= Short problem =
Extract every line of the following material verbatim, omitting the pictures.

= Raw records =
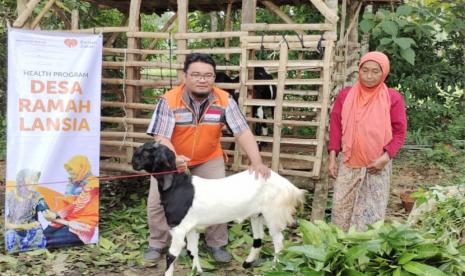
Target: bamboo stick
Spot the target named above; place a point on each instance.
(119, 134)
(143, 83)
(324, 110)
(235, 50)
(287, 27)
(286, 82)
(74, 19)
(22, 18)
(97, 30)
(183, 10)
(110, 166)
(227, 28)
(327, 12)
(289, 38)
(140, 106)
(293, 46)
(133, 26)
(163, 29)
(242, 96)
(302, 92)
(157, 64)
(278, 111)
(272, 7)
(44, 10)
(114, 36)
(130, 121)
(290, 63)
(60, 13)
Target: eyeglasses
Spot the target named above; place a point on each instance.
(197, 76)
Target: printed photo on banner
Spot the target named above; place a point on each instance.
(53, 140)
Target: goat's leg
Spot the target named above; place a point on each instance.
(193, 249)
(177, 244)
(258, 233)
(277, 236)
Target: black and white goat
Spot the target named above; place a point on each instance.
(192, 202)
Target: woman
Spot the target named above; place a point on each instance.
(22, 207)
(78, 211)
(368, 122)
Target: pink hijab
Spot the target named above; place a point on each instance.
(366, 120)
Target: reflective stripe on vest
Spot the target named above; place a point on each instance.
(198, 140)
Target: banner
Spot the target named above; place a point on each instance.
(53, 146)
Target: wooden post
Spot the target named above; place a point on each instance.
(44, 10)
(114, 36)
(26, 11)
(272, 7)
(322, 186)
(227, 28)
(278, 111)
(74, 19)
(183, 10)
(61, 14)
(214, 26)
(248, 16)
(329, 14)
(162, 30)
(133, 25)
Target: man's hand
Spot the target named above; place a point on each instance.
(260, 169)
(181, 162)
(79, 226)
(377, 165)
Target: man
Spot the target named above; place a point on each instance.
(189, 119)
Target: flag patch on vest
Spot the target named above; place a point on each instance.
(184, 117)
(212, 115)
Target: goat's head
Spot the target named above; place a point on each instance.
(154, 157)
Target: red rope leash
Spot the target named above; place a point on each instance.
(98, 177)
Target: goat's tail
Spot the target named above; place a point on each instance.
(282, 204)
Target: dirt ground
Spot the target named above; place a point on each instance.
(405, 176)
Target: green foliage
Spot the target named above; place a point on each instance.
(447, 220)
(384, 249)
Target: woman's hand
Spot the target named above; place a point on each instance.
(181, 162)
(379, 164)
(332, 165)
(49, 215)
(260, 169)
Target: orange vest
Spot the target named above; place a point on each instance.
(197, 138)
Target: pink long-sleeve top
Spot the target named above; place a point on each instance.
(398, 122)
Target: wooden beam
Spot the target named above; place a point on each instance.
(22, 18)
(327, 12)
(272, 7)
(44, 10)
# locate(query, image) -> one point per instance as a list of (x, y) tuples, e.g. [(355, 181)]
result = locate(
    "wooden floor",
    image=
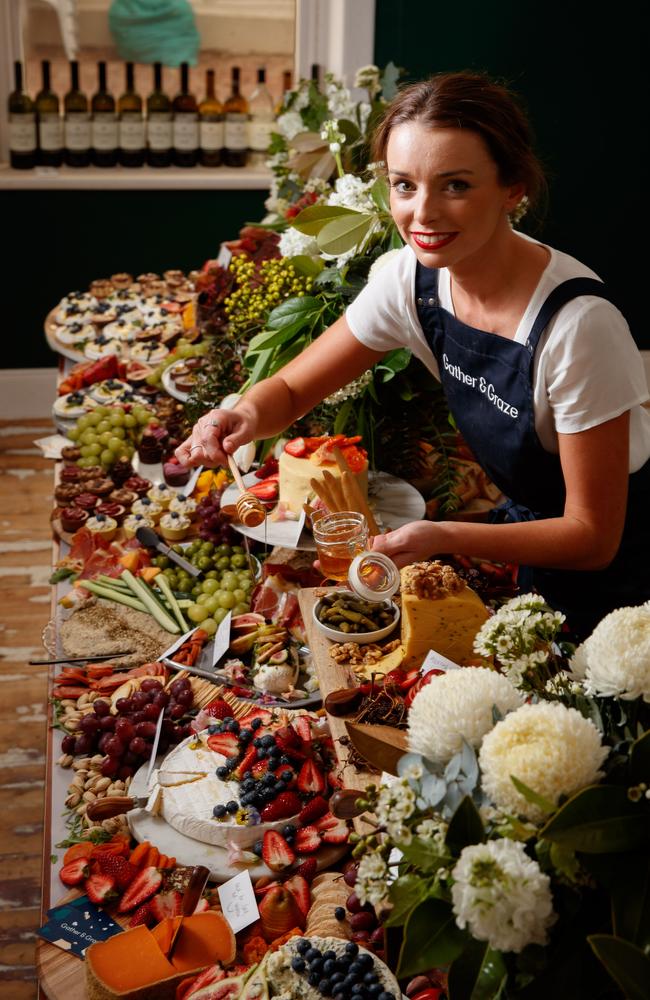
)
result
[(25, 564)]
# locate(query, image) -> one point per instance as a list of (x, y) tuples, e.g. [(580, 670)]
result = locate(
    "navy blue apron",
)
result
[(488, 382)]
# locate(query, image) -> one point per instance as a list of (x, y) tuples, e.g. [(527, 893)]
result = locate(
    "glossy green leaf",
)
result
[(345, 233), (465, 826), (312, 219), (626, 964), (478, 974), (431, 938), (599, 819)]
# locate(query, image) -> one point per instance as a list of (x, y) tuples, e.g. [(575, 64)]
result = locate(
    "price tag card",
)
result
[(238, 901), (436, 661)]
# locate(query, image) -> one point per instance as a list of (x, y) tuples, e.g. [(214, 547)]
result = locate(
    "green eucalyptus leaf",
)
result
[(431, 938), (478, 974), (312, 219), (626, 964), (599, 820), (345, 234)]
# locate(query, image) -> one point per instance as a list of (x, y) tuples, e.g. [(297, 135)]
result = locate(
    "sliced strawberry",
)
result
[(226, 744), (336, 834), (307, 869), (74, 872), (166, 904), (314, 809), (310, 780), (276, 852), (307, 840), (298, 886), (286, 804), (100, 889), (146, 882), (296, 447)]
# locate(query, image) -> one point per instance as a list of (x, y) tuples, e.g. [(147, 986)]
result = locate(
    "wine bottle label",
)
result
[(159, 130), (76, 131), (104, 130), (186, 132), (236, 131), (211, 135), (50, 131), (259, 135), (22, 133), (132, 131)]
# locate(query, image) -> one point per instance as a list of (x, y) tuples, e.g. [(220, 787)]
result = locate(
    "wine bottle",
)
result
[(186, 124), (159, 123), (50, 132), (131, 124), (210, 125), (260, 124), (22, 125), (235, 139), (76, 123), (104, 123)]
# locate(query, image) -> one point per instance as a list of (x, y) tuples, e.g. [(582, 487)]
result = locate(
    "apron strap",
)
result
[(564, 292)]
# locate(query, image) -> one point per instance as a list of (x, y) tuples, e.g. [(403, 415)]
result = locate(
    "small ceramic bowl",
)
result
[(361, 637)]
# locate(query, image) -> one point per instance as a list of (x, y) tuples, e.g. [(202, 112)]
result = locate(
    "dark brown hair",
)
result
[(475, 102)]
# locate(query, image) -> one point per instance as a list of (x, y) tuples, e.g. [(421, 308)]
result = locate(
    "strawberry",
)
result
[(307, 840), (100, 889), (74, 872), (336, 834), (166, 904), (276, 852), (226, 744), (310, 780), (146, 882), (118, 868), (307, 869), (286, 804), (314, 809), (299, 889)]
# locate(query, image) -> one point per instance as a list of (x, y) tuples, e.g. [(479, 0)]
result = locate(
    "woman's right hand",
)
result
[(214, 436)]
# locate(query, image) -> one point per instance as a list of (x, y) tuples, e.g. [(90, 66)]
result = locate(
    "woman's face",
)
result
[(445, 194)]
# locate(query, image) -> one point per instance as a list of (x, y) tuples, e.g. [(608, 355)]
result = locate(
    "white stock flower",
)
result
[(457, 705), (617, 655), (502, 896), (553, 749)]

= The answer =
Target: bamboo stick
Spot the target named above; place a point on each instance.
(119, 134)
(143, 83)
(324, 110)
(235, 50)
(287, 27)
(286, 82)
(74, 19)
(22, 18)
(97, 30)
(183, 10)
(110, 166)
(227, 28)
(327, 12)
(289, 38)
(140, 106)
(293, 46)
(133, 26)
(163, 29)
(242, 96)
(302, 92)
(157, 64)
(278, 111)
(272, 7)
(44, 10)
(114, 36)
(130, 121)
(290, 63)
(60, 13)
Target: eyeglasses
Spot the target named above; place a point on each instance.
(197, 76)
Target: printed photo on banner
Spot the target named above; place a point on each instance.
(53, 140)
Target: goat's leg
Spot the target named above; place a point on each instance.
(193, 249)
(177, 244)
(258, 233)
(277, 236)
Target: black and white goat
Spot the target named above; place a point on each instance.
(192, 202)
Target: woman
Spot the target named above; place a point on each instance.
(22, 207)
(78, 211)
(368, 122)
Target: pink hijab
Spot the target named above; place a point on each instance.
(366, 120)
Target: reflective stripe on vest
Spot the target named above; place a point on each instance.
(198, 140)
Target: banner
Spot the target named above; place a point on each instance.
(53, 146)
Target: wooden post
Spot the target named above; place a point on each instance.
(44, 10)
(114, 36)
(26, 11)
(272, 7)
(322, 186)
(227, 28)
(278, 111)
(74, 19)
(183, 10)
(61, 14)
(214, 26)
(248, 16)
(329, 14)
(162, 30)
(133, 25)
Target: man's hand
Spot the target named above; place a point on each instance.
(260, 169)
(181, 162)
(79, 226)
(377, 165)
Target: man
Spot the target named above; place a point on each instance.
(189, 119)
Target: flag patch on vest
Spot the target named above; place a point on each instance.
(184, 117)
(212, 115)
Target: goat's head
Spot the target named above; place a point on each instance.
(154, 157)
Target: red rope leash
Spot the target named above; place a point on each instance.
(98, 177)
Target: goat's tail
Spot the target named above; place a point on each instance.
(282, 204)
Target: dirt ground
Spot the target named above; place a point on each instance.
(405, 176)
Target: green foliage
Spot the target named above; place a point on each instance.
(447, 220)
(384, 249)
Target: woman's hand
Spot the target named above; place a point on each instance.
(181, 162)
(379, 164)
(332, 165)
(49, 215)
(260, 169)
Target: orange vest
Spot the target named above; place a point on each instance.
(197, 138)
Target: pink long-sleeve top
Spot the target named above; place a point on each instance.
(398, 122)
Target: wooden beam
Spot the target named above; place a point on each instance.
(22, 18)
(327, 12)
(272, 7)
(44, 10)
# locate(query, image) -> one point per instance as a list of (x, y) tuples, e.g. [(355, 181)]
result = locate(
    "wooden floor",
    image=
)
result
[(25, 564)]
# locate(query, image) -> one point per instance as a list of (x, y) tuples, e.g. [(580, 670)]
result = locate(
    "navy blue apron",
)
result
[(488, 382)]
# locate(query, image) -> one point per instance as a list of (x, y) tuples, e.g. [(527, 893)]
result = locate(
    "glossy green leaf",
)
result
[(345, 233), (465, 826), (312, 219), (626, 964), (478, 974), (431, 938), (599, 819)]
# locate(query, image) -> one point per instance as a list of (x, y) tuples, e.g. [(575, 64)]
result = locate(
    "price tag card",
)
result
[(238, 901), (436, 661)]
# locate(query, image) -> one point per instance as a list of (x, y) tuples, e.g. [(214, 547)]
result = locate(
    "green eucalyptus leaf",
)
result
[(431, 938), (478, 974), (312, 219), (626, 964), (599, 820), (345, 234)]
# locate(query, image) -> one point per instance as a list of (x, y) tuples, e.g. [(297, 135)]
result = locate(
    "sliced strawberry",
)
result
[(226, 744), (336, 834), (307, 869), (74, 872), (166, 904), (314, 809), (310, 780), (276, 852), (307, 840), (298, 886), (286, 804), (100, 889), (146, 882), (296, 447)]
# locate(query, image) -> one point per instance as a list of (x, y) tuples, e.g. [(147, 986)]
result = locate(
    "wine bottle label",
)
result
[(159, 130), (76, 131), (104, 130), (186, 132), (236, 131), (211, 135), (50, 131), (259, 135), (22, 133), (132, 131)]
# locate(query, image) -> one point per instance as a list of (x, y) tuples, e.g. [(220, 787)]
result = locate(
    "wine bottle",
)
result
[(186, 124), (159, 123), (50, 132), (131, 124), (210, 125), (260, 124), (22, 125), (235, 139), (76, 123), (104, 123)]
# locate(query, image) -> one point per instance as a list of (x, y) tuples, e.g. [(582, 487)]
result = locate(
    "apron strap",
)
result
[(564, 292)]
# locate(query, image) -> one point per instance as a list of (x, y) tuples, e.g. [(403, 415)]
result = locate(
    "small ceramic bowl",
)
result
[(361, 637)]
# locate(query, image) -> one point per instance as a list of (x, y) tuples, e.g. [(202, 112)]
result = locate(
    "dark brown hair",
)
result
[(475, 102)]
# locate(query, image) -> one point per instance as a list of (x, y) tuples, e.g. [(421, 308)]
result = locate(
    "strawberry",
)
result
[(307, 840), (100, 889), (74, 872), (336, 834), (166, 904), (276, 852), (226, 744), (310, 780), (146, 882), (118, 868), (307, 869), (286, 804), (314, 809), (299, 889)]
# locate(query, image) -> one point per instance as a list of (x, y) tuples, e.g. [(479, 0)]
result = locate(
    "woman's right hand",
)
result
[(214, 436)]
# locate(query, image) -> one point per instance as a list of (x, y) tuples, e.g. [(90, 66)]
result = locate(
    "woman's face",
)
result
[(445, 194)]
# locate(query, image) -> one point per instance as a list of (x, y) tuples, e.g. [(608, 355)]
result = locate(
    "white stock flower",
)
result
[(457, 705), (617, 655), (502, 896), (553, 749)]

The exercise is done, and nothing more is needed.